■ **Given task**
Which lines in the entries below contain the word "green"? Copy each one in full.

■ **The data**
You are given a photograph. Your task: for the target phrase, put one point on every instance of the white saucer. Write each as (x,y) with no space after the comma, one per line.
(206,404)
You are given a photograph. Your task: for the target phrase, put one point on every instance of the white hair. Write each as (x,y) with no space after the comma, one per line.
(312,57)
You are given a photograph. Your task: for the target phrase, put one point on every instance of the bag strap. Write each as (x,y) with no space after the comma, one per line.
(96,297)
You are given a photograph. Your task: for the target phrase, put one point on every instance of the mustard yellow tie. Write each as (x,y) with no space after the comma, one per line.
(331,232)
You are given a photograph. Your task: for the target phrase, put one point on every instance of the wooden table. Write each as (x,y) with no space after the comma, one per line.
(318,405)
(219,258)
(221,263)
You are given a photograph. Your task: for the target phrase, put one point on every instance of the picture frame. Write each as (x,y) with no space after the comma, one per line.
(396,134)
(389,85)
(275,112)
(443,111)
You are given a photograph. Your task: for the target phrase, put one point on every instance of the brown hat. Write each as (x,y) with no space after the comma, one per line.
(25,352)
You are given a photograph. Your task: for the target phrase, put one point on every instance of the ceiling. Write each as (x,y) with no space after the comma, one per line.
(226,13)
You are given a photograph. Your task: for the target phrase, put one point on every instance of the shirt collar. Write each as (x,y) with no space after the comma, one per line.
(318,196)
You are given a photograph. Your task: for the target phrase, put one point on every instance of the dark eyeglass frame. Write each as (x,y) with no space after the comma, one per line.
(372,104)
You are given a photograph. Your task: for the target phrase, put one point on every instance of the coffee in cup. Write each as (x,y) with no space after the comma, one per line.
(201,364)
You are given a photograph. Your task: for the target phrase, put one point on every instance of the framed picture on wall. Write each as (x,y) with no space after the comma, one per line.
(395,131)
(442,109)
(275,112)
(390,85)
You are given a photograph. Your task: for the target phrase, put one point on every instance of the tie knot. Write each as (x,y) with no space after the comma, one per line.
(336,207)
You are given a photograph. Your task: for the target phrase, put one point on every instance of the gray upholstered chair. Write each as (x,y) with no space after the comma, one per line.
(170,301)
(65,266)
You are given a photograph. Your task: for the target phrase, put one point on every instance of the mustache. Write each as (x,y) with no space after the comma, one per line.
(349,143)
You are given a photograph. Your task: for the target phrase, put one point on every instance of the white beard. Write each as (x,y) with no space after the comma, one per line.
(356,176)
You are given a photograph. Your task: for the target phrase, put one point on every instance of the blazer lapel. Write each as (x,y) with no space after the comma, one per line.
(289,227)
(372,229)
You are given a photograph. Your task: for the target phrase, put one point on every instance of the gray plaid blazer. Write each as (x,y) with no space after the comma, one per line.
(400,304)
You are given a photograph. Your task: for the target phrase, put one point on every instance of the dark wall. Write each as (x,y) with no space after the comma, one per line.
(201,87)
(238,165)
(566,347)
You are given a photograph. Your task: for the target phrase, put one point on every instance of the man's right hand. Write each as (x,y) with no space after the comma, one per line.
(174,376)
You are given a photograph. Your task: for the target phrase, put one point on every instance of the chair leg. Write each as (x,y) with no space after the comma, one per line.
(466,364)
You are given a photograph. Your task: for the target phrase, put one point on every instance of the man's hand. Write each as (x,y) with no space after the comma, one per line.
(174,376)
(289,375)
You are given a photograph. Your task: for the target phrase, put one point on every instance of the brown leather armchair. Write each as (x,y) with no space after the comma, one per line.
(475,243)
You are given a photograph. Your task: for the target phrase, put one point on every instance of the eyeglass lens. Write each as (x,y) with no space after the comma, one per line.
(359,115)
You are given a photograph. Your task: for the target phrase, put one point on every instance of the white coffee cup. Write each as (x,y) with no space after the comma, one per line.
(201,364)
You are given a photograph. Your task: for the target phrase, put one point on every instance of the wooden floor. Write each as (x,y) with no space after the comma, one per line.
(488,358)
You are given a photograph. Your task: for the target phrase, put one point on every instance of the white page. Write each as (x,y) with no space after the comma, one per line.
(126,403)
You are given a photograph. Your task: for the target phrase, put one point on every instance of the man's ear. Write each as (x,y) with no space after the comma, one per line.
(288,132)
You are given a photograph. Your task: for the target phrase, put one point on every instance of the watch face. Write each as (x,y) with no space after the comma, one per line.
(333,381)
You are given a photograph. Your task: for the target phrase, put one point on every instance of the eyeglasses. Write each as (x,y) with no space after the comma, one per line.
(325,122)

==

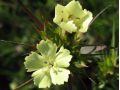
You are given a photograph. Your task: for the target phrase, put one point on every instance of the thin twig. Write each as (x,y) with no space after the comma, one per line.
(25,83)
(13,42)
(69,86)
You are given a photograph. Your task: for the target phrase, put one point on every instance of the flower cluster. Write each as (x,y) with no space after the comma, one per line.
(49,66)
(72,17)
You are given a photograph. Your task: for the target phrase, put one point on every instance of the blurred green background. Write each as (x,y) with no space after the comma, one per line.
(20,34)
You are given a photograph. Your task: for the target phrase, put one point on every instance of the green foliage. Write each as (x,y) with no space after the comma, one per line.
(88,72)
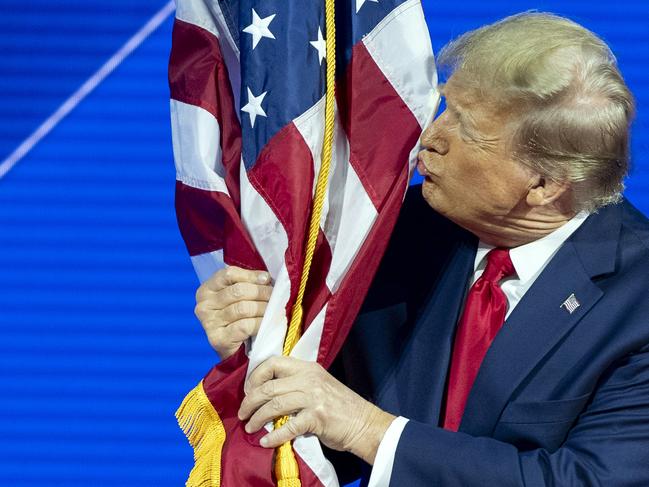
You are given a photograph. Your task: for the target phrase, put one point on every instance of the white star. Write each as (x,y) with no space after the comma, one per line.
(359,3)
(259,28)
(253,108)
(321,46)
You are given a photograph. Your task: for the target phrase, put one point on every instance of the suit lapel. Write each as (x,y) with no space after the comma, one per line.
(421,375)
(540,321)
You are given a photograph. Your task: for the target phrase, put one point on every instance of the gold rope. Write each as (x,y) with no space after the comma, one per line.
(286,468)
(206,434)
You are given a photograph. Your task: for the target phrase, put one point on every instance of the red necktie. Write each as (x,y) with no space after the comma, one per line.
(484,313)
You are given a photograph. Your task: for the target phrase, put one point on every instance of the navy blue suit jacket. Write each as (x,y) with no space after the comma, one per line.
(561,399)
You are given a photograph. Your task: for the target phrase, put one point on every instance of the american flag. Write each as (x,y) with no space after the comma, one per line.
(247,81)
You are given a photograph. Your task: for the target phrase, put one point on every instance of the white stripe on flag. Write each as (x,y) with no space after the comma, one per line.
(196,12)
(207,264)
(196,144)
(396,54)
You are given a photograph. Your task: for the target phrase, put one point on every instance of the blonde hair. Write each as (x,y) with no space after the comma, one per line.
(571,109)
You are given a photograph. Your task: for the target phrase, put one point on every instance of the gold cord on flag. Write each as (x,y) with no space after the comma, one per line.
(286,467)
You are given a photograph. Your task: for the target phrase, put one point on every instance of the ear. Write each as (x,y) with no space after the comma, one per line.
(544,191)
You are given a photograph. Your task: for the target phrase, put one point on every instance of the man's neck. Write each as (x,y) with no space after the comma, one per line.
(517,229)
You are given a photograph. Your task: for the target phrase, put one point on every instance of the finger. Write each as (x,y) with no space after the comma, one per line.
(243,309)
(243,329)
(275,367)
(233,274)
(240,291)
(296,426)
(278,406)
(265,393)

--

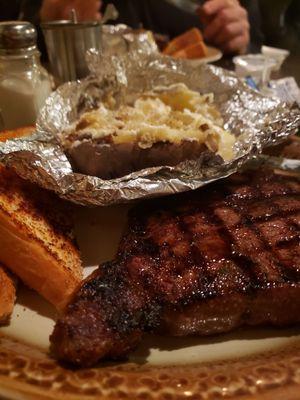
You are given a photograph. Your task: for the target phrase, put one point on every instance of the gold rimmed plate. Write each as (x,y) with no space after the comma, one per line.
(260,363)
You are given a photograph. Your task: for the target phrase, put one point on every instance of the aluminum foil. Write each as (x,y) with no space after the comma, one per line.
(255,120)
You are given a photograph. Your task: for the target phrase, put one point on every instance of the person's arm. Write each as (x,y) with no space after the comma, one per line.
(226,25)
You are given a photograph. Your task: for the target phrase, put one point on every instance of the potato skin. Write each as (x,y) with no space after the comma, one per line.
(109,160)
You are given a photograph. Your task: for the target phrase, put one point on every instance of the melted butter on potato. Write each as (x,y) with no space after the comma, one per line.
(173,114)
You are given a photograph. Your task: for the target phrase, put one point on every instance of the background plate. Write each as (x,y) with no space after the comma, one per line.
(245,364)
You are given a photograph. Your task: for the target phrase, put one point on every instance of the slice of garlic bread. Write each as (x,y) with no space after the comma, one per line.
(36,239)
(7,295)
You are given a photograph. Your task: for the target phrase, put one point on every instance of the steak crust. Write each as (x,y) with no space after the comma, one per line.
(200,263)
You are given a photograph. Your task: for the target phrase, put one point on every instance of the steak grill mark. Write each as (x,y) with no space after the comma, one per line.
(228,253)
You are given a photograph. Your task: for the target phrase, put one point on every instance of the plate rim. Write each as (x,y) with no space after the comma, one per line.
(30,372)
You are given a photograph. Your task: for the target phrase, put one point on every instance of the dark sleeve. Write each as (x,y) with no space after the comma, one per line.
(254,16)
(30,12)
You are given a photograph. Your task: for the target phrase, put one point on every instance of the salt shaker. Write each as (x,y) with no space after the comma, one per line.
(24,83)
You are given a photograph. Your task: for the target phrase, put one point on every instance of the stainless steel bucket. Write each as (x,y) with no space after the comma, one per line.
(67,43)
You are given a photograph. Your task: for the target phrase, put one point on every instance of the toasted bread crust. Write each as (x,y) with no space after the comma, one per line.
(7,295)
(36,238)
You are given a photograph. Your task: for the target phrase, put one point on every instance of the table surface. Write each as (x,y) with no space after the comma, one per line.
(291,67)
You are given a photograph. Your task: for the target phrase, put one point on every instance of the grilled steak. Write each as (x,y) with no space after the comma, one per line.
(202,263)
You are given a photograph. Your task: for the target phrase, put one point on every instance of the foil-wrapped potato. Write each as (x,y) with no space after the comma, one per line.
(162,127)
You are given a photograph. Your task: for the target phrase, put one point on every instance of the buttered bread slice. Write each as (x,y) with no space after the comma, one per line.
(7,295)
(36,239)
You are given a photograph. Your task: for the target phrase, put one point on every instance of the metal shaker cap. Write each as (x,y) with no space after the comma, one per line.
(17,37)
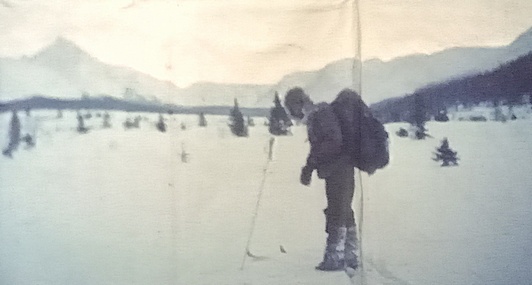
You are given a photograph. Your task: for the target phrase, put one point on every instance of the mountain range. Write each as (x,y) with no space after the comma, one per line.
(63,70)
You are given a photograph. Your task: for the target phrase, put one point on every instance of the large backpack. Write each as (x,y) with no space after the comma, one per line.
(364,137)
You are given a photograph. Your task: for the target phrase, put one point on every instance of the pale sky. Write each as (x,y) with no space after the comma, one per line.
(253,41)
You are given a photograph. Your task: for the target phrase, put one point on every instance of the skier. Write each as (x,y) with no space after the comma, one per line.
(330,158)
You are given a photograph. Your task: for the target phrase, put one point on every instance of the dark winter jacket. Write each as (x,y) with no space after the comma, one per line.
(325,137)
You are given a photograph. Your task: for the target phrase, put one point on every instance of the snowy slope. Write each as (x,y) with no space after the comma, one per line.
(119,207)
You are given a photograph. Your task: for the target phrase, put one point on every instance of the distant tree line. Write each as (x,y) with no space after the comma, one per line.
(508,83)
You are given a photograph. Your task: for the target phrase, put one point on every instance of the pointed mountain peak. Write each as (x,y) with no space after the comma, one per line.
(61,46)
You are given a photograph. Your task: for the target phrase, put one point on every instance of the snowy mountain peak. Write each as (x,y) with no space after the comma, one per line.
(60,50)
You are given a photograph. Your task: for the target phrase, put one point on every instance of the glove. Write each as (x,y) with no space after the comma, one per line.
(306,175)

■ **Finished answer**
You are given a photograph. Your task: for the target phrase, put one point on every instance of the blurred green background. Write each as (x,y) with no space after the comma, one per line.
You are given a photograph. Your task: for the target phrase, put one point on every instance of the green foliage. Write each as (x,y) with no space after the comma, one per line.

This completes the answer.